- Born: 10 March 1881 Naples, Kingdom of Italy
- Died: 27 April 1945 (aged 64) Vicenza, Italian Social Republic
- Allegiance: Kingdom of Italy Italian Social Republic
- Branch: Regia Marina National Republican Navy
- Rank: Rear Admiral
- Commands: Giacinto Pullino (submarine)
- Conflicts: World War I Adriatic campaign; ; World War II;
- Awards: War Cross for Military Valor;

= Ubaldo degli Uberti =

Italian admiral (1881–1945)

Ubaldo degli Uberti (10 March 1881 - 27 April 1945) was an Italian admiral during World War II.

==Biography==

A descendant of Florentine nobleman and Ghibelline leader Farinata degli Uberti, he was born in Naples in 1881. During World War I, in 1916, Degli Uberti, who held at the time the rank of Lieutenant, was given command of the submarine Giacinto Pullino, based in Venice, carrying out a number of patrols in the Adriatic Sea. Between 3 and 6 July 1916 Pullino torpedoed and damaged Austro-Hungarian steamer San Mauro just outside of the harbour of Fiume, permanently disabling it, and then evaded hunt by six Austro-Hungarian torpedo boats and three flying boats. For this action he was awarded a War Cross for Military Valor.

[Records from a data source]

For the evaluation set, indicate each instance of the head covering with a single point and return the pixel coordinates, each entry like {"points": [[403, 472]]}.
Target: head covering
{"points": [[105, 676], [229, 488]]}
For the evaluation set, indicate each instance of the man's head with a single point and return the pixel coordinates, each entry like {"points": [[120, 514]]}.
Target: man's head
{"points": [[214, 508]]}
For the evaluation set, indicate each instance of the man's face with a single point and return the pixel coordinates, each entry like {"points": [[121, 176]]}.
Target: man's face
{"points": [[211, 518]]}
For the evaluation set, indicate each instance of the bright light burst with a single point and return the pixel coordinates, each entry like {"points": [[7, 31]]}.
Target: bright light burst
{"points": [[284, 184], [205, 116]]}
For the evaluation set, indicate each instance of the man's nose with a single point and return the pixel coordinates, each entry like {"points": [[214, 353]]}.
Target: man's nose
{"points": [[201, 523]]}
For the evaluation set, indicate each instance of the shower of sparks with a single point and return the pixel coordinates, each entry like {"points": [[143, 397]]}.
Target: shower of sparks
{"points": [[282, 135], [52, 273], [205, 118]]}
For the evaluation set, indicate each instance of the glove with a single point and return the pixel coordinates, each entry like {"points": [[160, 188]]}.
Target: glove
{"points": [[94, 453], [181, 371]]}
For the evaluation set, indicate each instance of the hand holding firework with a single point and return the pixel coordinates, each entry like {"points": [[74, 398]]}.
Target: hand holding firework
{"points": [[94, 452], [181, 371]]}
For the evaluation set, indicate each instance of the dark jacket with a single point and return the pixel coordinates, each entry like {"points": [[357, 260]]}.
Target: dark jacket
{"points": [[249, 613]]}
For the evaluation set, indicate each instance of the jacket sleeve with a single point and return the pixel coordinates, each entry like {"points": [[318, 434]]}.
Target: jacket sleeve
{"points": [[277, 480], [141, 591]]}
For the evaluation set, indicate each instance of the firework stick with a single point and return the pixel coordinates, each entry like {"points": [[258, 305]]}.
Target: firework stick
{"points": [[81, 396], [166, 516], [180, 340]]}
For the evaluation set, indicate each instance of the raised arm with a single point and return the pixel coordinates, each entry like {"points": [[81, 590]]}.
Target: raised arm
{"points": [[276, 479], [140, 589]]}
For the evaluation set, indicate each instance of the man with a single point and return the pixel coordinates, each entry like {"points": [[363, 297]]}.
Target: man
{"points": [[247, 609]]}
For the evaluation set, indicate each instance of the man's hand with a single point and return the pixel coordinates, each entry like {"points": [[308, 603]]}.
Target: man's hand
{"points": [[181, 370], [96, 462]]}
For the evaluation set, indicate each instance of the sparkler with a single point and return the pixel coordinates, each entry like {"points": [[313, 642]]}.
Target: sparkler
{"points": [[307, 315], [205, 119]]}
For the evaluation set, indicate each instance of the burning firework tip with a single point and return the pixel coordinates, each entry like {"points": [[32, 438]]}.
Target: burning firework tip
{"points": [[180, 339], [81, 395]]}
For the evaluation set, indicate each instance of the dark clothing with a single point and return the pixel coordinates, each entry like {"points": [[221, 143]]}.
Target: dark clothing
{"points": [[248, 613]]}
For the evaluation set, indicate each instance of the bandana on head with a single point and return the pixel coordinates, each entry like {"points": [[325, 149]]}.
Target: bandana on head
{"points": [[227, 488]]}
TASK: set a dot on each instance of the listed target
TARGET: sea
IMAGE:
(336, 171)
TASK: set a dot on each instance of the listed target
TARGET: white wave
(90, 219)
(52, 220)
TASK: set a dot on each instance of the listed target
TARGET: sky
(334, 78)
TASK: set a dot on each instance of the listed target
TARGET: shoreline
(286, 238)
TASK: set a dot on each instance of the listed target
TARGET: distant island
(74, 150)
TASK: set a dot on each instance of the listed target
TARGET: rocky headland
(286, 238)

Study questions:
**A)** In the Ubaldo degli Uberti biography, what award did he receive for the July 1916 action against the steamer San Mauro?
**B)** Extend the Ubaldo degli Uberti biography from the point where it stops.

Response list:
**A)** A War Cross for Military Valor.

**B)**
On the night of 29 July 1916, during another patrol, Pullino ran aground in heavy fog in the Gulf of Kvarner. After unsuccessfully trying to free the submarine for several hours, at dawn Degli Uberti concluded that it would have to be abandoned; after destroying all secret documents and sabotaging the submarine in order to prevent its capture, the crew tried to escape towards Italy in a sailboat that a party led by the executive officer had found on the nearby coast, but they were intercepted and taken prisoner by an Austro-Hungarian warship. The incident was most notable because Istrian irredentist Nazario Sauro was part of Pullinos crew, serving as pilot; being an Austro-Hungarian citizen, after his capture he was tried for treason, sentenced to death, and executed by the Austro-Hungarians. Degli Uberti and his men spent the rest of the war in a prisoner-of-war camp.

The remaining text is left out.